Problem:
Starting at the line with "subject: pine tree" and going on through the line with "task: draw the outline of every instance of the pine", reproduce each line in the records below exactly and nothing more.

(Stored records)
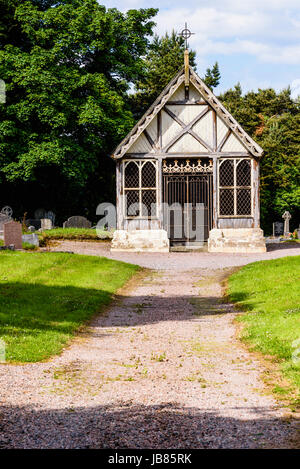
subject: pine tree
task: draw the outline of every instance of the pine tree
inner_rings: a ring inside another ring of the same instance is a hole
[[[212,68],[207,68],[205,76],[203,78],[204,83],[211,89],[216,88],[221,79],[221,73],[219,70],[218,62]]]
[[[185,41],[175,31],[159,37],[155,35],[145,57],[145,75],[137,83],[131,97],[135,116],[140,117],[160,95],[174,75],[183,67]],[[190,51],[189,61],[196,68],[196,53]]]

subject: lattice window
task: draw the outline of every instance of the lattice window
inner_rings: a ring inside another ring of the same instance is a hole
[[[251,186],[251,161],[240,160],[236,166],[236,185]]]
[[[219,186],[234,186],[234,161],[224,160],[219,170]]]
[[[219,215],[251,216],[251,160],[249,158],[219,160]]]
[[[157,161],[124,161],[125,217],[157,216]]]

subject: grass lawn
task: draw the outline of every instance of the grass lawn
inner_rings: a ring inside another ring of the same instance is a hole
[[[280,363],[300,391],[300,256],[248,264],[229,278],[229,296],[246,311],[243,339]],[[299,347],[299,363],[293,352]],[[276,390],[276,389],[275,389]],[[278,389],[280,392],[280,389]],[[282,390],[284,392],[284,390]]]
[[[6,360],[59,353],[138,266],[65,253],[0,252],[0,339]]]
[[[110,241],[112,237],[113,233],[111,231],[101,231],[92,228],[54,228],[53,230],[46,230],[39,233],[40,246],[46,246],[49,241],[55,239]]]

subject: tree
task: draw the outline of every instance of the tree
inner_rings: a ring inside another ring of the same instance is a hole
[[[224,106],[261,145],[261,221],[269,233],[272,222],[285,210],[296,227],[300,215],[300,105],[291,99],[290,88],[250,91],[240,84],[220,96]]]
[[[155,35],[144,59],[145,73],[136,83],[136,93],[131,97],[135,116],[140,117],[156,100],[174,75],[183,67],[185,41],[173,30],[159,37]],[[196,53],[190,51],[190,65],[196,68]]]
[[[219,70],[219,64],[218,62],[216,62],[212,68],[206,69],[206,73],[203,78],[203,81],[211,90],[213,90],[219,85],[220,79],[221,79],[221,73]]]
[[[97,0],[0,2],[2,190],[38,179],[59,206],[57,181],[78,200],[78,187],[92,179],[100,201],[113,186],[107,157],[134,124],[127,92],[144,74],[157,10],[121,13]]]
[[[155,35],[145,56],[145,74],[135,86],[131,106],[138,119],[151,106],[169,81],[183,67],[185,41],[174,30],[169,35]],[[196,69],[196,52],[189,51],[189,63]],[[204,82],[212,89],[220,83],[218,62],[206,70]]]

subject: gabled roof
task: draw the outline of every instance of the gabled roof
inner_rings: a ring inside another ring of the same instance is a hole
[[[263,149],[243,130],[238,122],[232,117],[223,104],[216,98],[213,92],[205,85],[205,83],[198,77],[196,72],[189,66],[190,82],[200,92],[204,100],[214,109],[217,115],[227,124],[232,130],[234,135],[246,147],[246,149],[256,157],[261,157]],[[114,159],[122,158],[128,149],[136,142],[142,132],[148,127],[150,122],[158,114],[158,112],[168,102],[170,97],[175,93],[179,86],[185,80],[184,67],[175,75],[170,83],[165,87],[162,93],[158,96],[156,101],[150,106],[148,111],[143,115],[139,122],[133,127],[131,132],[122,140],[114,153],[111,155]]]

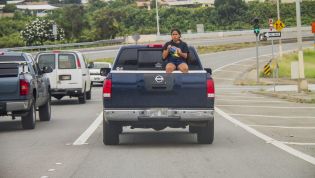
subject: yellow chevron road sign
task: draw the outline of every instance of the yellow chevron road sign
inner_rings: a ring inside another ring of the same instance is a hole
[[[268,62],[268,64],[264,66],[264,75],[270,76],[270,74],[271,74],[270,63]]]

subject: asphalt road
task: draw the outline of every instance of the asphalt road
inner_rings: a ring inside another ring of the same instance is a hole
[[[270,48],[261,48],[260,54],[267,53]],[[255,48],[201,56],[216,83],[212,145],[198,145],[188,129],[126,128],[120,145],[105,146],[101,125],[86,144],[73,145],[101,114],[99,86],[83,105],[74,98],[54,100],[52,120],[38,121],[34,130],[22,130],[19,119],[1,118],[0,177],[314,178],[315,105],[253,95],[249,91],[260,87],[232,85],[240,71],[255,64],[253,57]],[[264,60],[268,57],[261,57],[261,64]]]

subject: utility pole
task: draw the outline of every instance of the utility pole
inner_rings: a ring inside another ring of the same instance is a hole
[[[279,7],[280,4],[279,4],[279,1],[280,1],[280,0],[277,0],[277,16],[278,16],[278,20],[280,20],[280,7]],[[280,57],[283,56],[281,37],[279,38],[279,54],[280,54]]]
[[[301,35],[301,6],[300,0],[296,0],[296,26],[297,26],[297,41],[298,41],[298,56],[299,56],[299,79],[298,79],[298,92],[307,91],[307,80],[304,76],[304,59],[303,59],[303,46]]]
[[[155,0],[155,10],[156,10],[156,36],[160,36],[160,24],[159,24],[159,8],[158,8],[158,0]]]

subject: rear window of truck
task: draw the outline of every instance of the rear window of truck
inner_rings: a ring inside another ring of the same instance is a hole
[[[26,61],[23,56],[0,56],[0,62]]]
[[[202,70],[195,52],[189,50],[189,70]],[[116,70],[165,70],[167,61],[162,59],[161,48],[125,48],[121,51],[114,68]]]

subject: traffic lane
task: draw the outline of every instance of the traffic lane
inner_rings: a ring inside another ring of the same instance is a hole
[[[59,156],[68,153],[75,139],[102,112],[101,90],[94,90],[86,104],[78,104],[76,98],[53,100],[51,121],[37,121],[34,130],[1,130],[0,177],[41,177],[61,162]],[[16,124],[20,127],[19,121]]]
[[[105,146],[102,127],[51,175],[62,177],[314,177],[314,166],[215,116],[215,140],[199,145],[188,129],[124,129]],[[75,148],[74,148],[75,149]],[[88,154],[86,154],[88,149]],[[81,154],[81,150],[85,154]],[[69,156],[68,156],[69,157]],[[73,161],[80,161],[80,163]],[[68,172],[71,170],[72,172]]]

---

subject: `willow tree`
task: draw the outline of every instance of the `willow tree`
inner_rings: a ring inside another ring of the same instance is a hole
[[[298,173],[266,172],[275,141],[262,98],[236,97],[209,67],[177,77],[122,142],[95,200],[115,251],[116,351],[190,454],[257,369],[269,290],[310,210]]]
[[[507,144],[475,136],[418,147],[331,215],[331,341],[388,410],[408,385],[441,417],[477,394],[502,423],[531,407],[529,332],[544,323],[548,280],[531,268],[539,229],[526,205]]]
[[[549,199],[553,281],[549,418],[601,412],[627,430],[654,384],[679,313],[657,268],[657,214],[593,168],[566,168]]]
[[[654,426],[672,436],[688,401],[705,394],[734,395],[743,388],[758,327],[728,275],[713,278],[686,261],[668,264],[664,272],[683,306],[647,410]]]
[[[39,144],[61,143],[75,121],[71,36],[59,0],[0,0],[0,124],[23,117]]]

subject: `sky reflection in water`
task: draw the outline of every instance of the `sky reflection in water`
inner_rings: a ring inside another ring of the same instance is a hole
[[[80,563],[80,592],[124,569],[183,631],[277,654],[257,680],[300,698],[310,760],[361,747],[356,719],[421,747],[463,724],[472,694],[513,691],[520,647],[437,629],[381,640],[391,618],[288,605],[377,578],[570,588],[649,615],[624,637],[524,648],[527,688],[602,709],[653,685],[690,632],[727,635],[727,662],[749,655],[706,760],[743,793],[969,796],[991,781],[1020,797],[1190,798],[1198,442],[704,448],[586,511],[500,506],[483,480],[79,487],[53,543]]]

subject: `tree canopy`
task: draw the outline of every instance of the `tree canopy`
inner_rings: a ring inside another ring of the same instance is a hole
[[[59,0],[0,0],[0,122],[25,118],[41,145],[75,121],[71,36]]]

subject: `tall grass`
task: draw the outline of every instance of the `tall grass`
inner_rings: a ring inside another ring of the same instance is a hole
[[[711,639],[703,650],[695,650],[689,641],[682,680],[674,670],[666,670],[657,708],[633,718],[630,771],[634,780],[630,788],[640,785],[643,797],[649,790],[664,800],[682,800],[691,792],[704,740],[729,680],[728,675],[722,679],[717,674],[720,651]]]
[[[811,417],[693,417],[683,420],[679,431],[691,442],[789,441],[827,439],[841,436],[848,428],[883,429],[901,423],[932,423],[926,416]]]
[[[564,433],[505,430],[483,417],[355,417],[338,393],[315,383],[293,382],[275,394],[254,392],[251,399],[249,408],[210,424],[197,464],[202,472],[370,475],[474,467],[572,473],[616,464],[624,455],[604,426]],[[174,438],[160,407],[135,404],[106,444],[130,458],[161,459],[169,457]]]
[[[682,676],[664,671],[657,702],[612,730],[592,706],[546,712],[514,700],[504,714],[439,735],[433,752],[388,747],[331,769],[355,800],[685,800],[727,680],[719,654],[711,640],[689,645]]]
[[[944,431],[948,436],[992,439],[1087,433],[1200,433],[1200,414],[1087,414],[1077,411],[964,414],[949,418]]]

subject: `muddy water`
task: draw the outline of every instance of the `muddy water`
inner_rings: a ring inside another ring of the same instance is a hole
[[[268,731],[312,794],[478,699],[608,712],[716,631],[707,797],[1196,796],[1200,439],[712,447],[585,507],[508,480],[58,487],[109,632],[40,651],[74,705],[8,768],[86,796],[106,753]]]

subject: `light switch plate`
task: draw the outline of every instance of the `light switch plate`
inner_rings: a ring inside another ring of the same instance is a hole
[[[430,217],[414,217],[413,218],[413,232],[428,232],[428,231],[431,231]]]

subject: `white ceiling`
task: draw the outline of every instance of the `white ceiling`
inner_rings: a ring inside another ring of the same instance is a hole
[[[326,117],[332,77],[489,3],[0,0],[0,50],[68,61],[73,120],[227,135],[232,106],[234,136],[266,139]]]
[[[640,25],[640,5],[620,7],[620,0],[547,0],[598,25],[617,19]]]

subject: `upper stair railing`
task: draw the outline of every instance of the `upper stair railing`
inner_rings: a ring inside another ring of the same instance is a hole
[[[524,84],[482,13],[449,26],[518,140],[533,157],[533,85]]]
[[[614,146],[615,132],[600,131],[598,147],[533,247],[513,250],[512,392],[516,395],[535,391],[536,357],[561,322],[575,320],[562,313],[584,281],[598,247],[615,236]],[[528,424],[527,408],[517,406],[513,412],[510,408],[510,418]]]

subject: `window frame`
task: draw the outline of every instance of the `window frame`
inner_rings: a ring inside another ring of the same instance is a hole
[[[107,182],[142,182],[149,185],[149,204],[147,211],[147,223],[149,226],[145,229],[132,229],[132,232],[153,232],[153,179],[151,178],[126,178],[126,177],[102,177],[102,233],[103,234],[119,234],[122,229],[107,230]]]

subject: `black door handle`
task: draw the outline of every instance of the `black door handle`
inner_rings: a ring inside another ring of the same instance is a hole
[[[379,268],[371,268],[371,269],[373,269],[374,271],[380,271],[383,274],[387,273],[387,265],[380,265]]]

Answer to the problem:
subject: pine tree
task: draw the outline of every instance of the pine tree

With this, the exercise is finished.